◆ **TASK INSTRUCTIONS**
Identify each line below that contains the word "camera", and copy it out.

◆ **DATA EXTRACT**
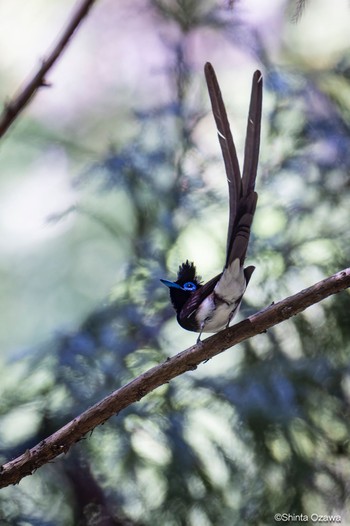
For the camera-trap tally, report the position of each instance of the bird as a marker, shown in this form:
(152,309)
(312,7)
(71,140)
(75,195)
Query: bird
(211,306)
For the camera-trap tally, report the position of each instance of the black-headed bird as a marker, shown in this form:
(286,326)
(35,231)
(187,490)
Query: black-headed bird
(210,307)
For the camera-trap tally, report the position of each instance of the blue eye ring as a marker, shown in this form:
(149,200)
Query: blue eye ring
(189,285)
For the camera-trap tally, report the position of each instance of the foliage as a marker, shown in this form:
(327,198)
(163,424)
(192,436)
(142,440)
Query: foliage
(264,430)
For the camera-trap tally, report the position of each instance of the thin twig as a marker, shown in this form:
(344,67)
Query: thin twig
(64,438)
(19,101)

◆ **EXPECTED ANSWER**
For the camera-trap tally, report the position of each instance of the bird as a marker, shown in this form:
For the camera-trap tally, report the position of each instance of the black-headed bird as a marker, shown in this form:
For the camera-trap tally, report the position of each instance of the blue eye ring as a marker, shown in this form:
For the camera-trap tally, report the position of each instance of the foliage as a marker, shown in this form:
For the camera-trap tally, report the position of each instance of the thin twig as a marker, shown in this form:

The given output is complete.